= What you will do =
Set down the data below in full, exactly as it reads, but without the pictures.

----------

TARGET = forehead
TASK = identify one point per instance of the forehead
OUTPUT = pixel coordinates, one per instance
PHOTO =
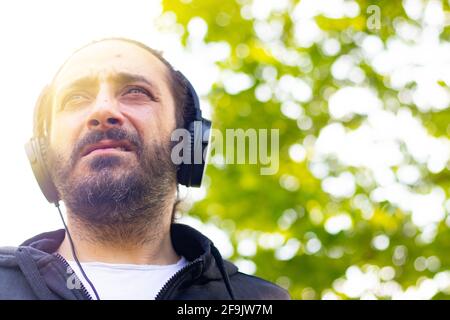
(104, 59)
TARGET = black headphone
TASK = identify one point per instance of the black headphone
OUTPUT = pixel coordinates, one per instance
(189, 174)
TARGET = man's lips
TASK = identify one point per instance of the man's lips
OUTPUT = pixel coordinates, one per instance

----------

= Output =
TARGET = forehead
TASK = identify one point per instance of the forehead
OUTPUT = pixel coordinates, one per instance
PHOTO =
(104, 59)
TARGET = black headphone
TASK = identify one point per instance of the black headphone
OUTPUT = pixel coordinates, one per instance
(189, 174)
TARGET = man's lips
TASK = identify one point per instance of the man's lips
OUTPUT = pixel coordinates, one per instance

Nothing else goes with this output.